- Requirement
Can you copy every item below verbatim, changing nothing?
- - - - - - -
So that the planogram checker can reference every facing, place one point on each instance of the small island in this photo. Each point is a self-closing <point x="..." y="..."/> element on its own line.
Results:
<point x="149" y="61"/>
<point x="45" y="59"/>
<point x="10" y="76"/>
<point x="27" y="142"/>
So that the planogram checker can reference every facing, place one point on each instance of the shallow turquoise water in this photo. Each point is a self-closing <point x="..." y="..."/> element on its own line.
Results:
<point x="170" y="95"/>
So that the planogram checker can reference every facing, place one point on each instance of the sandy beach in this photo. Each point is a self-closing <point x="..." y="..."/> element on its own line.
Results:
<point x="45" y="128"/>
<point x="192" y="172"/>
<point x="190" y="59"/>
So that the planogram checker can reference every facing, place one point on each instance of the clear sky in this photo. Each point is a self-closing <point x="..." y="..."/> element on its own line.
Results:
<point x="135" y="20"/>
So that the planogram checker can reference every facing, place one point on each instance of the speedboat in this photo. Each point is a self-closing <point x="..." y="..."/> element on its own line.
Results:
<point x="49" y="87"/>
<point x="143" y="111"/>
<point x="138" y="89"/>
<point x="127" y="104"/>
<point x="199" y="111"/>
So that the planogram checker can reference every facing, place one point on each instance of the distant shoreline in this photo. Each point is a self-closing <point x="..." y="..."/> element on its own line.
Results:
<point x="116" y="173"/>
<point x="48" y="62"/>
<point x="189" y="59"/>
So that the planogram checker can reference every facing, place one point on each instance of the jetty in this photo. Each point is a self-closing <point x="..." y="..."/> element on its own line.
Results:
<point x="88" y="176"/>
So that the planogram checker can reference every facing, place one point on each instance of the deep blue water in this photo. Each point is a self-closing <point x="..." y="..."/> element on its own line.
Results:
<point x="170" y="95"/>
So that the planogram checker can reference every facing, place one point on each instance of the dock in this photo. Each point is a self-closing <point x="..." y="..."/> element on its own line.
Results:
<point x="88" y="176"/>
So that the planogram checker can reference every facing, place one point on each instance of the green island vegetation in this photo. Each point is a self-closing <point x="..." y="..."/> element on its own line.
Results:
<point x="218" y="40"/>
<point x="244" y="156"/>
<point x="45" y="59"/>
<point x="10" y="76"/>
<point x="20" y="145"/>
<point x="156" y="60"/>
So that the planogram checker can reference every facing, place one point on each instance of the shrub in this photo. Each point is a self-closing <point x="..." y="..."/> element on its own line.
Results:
- - - - - - -
- Task result
So that the planogram checker can reference every facing, place one point on each instance of the small island in this photo. Each point is a self-closing <point x="..." y="..."/> element on its own line.
Results:
<point x="149" y="61"/>
<point x="45" y="59"/>
<point x="10" y="76"/>
<point x="27" y="142"/>
So that the planogram checker can reference every facing, place one point on each instance of the shallow turquoise water in this photo. Each point is a self-closing <point x="..." y="..."/> element on its own line.
Results:
<point x="170" y="95"/>
So that the planogram checker can reference every facing, place one point on each instance of the sandy beach in this photo. Each point is a self-closing <point x="..." y="..."/> element on its own line.
Results:
<point x="45" y="128"/>
<point x="192" y="172"/>
<point x="190" y="59"/>
So that the planogram checker can reference every facing, place one point on each instance of the clear sky in this photo. Each point is a self-closing <point x="..." y="..."/> element on its own line.
Results:
<point x="135" y="20"/>
So that the planogram checker can reference every facing, place one point on each instance of the speedboat in this photo. Each point is a self-closing <point x="..." y="..."/> element on its own line.
Results:
<point x="49" y="87"/>
<point x="143" y="111"/>
<point x="138" y="89"/>
<point x="127" y="104"/>
<point x="199" y="111"/>
So that the planogram checker can reference every facing, place one point on each instance of the distant shoreline in this photo. Each point is a self-closing <point x="..." y="..."/> element on its own line.
Results:
<point x="116" y="173"/>
<point x="48" y="62"/>
<point x="189" y="59"/>
So that the planogram checker can reference every facing, place one point on each instance of the jetty in this photo. Each point is a self-closing <point x="..." y="..."/> element on its own line.
Results:
<point x="88" y="176"/>
So that the planogram checker can reference every facing, place one point on each instance of the deep blue water in this photo. Each point is a self-closing <point x="..." y="..."/> element on its own line.
Results:
<point x="170" y="95"/>
So that the planogram checker can reference every facing, place one point on each instance of the dock in this photo. Each point is a self-closing <point x="..." y="..."/> element on its own line.
Results:
<point x="88" y="176"/>
So that the planogram checker can reference every facing, place one point on each instance of the green island vegetation in this photo. Each point is a self-closing <point x="..." y="..."/> element on its own line.
Results:
<point x="218" y="40"/>
<point x="244" y="156"/>
<point x="45" y="59"/>
<point x="10" y="76"/>
<point x="20" y="145"/>
<point x="156" y="60"/>
So that the planogram checker can reference every facing, place one point on each instance of the shrub in this photo. Each point is a self-closing <point x="..." y="..."/> element on its own line.
Results:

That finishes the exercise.